Page excerpt:
----------
Plain by the Heroin is good. And that’s a slow paced book. That’s pretty, there’s a lot of pages in that book. It’s really, really good.  

Olivie Blake:

It’s a huge book and it does the thing with footnotes that I love. I’m really looking forward to reading that book. I haven’t yet, I’m not cool to receive advanced copy, so I haven’t yet, but I’m excited about the footnotes part and I also always like to talk about the book If I had Your Face by Francis Cha, which is not

Karen Farmer:

I love that book.

Olivie Blake:

I love that book. It’s so underrated. It’s so good. And what I specifically love about it is that she’s kind of telling the story the same way I was. Where like, let’s juxtapose these different perspectives and we can really tell the story in an unconventional but very alive and dynamic way by showing you how this person views the world and then showing you how this person views the world. That’s how you figure out what the world actually is.  

Olivie Blake:

It’s this blank space there. So I think that I actually read that after I wrote this, but I still think about it all the time. But that’s like a very good example of what I was trying to do.

Karen Farmer:

That makes so much sense. I’m really glad you mentioned that book. That’s a book that I’ve given other people that I love so much, please read this. And yes, just the way these like tiny quiet moments of one character’s observation explode into a huge experience. Where someone else was like revelatory to me.

Olivie Blake:

Yeah! It’s so amazing. That book should be on everyone’s shelf. So Yeah!  

Craig Silva:

So of course, you know, as we talk about Atlas six, that brings us to the Atlas paradox. So we want to ask you about your new book, which comes out on October 25th, which will either be right before or right after this podcast as we’ve established. Yeah. We were hoping that you could tell listeners what the Atlas Paradox has in store for them.  

Olivie Blake:

Oh, okay. Also, I realized that I haven’t talked specifically about the audio book yet, which is so, so good.  

Craig Silva:

Do you wanna pause for a second and talk about the Atlas six audiobook? I can use stuff around, Cause you’re right, we probably should have an audiobook question here. Thank you. Thank you. We’re not so good at moderating like that other person.  

Olivie Blake:

No, I feel like, I feel like there was, my brain was like, oh, this would be a good time to talk about the audiobook and then it kind of went away. But I just wanted to say like, I did have a hand in passing the various actors and they’re just so good and, and listening. I’ve been listening to the audio book, which is so egotistical, but I’ve been listening to the Fit in Sheets. Oh my god. Yeah. And it’s just so amazing. I like to specifically say that the voice actor for Tristan chose him. Well. He’s just, he’s just incredibly lively and my baby loved his voice, so I always liked specifically that was an easy choice.

Craig Silva:

Does the Atlas Paradox have the same like six or seven people from the Atlas? Six? Yes. That had to have been logistically hard, right? To like seven people’s schedules like, Hey, are you all available?  

Olivie Blake:

I was so shocked. And I feel so lucky when they told me we were doing an ensemble cast, I was like, Yes, that’s perfect. That’s exactly what I want. And I was just, yeah, I just feel unbelievably lucky and also so glad that I’m not the one producing this audiobook. Like thank God. But yeah, so the Atlas Paradox has everyone coming back minus one because there’s so, so Dalton’s voice is not there in this one, but he’ll be back, he’ll be back.
----------
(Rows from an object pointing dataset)
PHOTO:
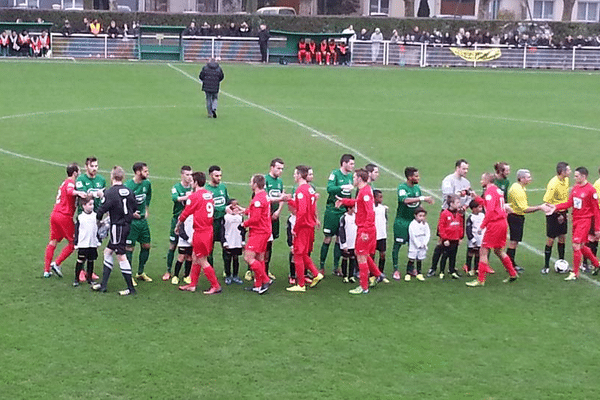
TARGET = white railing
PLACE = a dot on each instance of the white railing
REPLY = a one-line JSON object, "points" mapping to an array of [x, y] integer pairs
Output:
{"points": [[362, 52]]}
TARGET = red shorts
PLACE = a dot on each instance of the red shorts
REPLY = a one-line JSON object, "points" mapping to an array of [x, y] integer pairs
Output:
{"points": [[366, 242], [61, 227], [581, 229], [304, 239], [257, 243], [495, 235], [202, 244]]}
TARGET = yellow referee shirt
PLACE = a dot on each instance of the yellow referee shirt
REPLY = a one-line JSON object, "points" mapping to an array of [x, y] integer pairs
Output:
{"points": [[517, 198], [557, 191]]}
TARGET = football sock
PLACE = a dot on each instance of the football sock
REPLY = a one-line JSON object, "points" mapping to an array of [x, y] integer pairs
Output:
{"points": [[48, 257], [143, 258], [170, 258], [322, 258], [547, 255]]}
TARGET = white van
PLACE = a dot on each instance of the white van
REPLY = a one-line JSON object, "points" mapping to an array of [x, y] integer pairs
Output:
{"points": [[276, 11]]}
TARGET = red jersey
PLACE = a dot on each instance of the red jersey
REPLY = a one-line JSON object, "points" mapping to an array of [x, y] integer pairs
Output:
{"points": [[450, 225], [365, 208], [259, 214], [65, 199], [202, 206], [584, 201], [305, 203], [493, 202]]}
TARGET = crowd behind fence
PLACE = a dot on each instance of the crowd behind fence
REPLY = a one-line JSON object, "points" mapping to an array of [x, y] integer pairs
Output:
{"points": [[199, 49]]}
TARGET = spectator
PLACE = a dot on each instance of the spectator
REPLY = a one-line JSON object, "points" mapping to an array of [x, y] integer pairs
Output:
{"points": [[376, 39]]}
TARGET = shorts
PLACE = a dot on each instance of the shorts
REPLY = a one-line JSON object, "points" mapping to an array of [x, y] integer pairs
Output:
{"points": [[257, 242], [331, 222], [495, 235], [366, 246], [515, 225], [581, 229], [202, 243], [186, 251], [401, 230], [61, 227], [139, 232], [118, 238], [554, 228], [304, 241], [90, 253]]}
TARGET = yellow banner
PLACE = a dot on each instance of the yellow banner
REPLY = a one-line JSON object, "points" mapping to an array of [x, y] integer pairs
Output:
{"points": [[477, 55]]}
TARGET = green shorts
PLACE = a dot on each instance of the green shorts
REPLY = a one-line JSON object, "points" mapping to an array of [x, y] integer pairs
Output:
{"points": [[139, 232], [331, 222], [401, 230]]}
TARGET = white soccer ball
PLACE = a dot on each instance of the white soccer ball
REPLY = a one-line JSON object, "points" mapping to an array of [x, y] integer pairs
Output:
{"points": [[561, 266]]}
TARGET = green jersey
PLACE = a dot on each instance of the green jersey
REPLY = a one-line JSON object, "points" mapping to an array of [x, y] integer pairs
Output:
{"points": [[220, 197], [90, 185], [334, 188], [143, 194], [177, 191], [407, 211]]}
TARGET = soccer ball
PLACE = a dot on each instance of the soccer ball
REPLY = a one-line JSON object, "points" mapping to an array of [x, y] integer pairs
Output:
{"points": [[561, 266]]}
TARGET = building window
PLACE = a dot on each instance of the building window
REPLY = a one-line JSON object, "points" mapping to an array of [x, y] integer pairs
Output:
{"points": [[379, 7], [543, 9], [587, 11]]}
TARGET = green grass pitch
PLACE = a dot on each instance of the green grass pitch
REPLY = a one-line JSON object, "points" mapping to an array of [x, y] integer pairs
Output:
{"points": [[535, 339]]}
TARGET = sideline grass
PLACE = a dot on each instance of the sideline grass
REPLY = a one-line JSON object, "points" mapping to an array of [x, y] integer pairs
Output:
{"points": [[433, 340]]}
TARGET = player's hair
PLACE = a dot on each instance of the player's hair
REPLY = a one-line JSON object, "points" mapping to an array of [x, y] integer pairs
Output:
{"points": [[499, 166], [303, 171], [370, 167], [362, 174], [275, 161], [138, 166], [582, 171], [420, 210], [410, 171], [72, 168], [458, 162], [561, 167], [117, 173], [199, 178], [345, 158], [522, 173], [259, 180]]}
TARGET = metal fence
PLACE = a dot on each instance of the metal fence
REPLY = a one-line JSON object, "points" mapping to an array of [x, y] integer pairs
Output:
{"points": [[362, 52]]}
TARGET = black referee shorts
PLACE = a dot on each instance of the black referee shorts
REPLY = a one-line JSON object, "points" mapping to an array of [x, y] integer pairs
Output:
{"points": [[516, 224]]}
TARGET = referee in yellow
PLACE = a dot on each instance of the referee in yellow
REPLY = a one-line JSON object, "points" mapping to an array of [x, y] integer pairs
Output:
{"points": [[517, 198], [557, 192]]}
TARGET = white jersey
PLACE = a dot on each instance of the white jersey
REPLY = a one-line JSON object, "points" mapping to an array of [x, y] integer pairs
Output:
{"points": [[472, 230], [188, 227], [347, 233], [381, 221], [455, 185], [233, 236], [87, 231]]}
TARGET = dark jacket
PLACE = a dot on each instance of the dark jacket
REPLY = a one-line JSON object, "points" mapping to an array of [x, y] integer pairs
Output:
{"points": [[211, 76]]}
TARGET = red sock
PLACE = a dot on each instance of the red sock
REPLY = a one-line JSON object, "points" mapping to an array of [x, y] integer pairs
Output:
{"points": [[65, 253], [508, 266], [299, 263], [195, 274], [577, 260], [48, 258], [364, 275]]}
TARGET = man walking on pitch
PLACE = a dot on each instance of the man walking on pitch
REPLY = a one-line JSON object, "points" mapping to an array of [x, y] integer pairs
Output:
{"points": [[120, 203], [211, 76]]}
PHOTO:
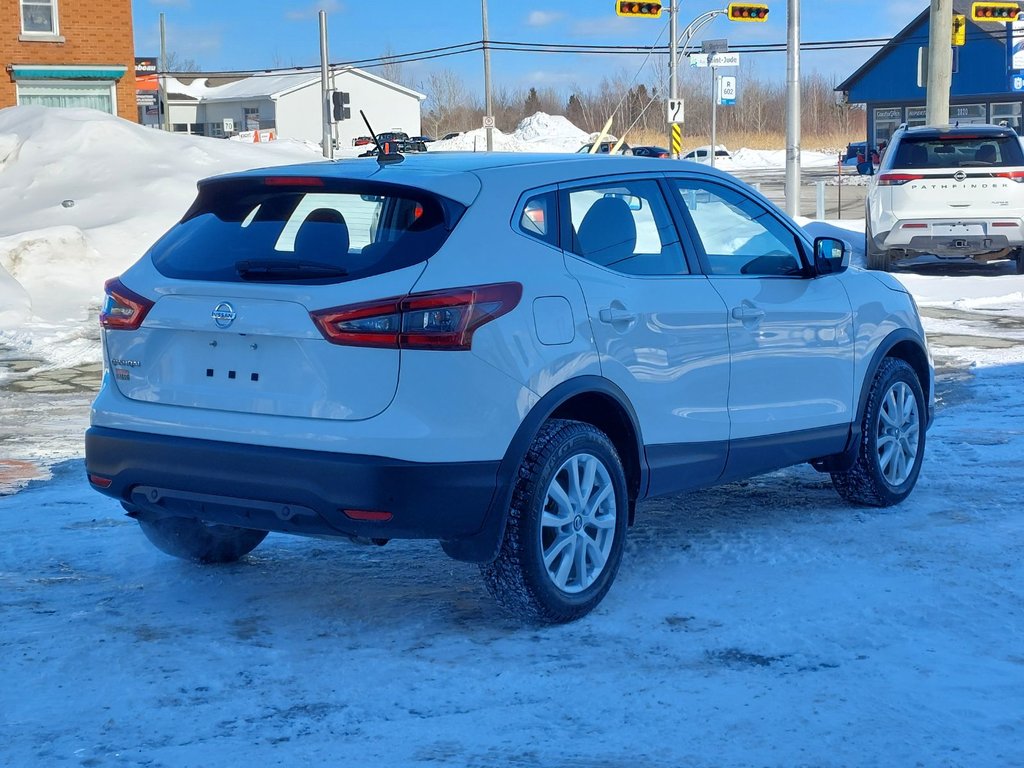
----------
Required task:
According to the interview excerpt, on what date does the Atlas Paradox come out? The records bear no relation to the interview excerpt.

Written answer:
October 25th.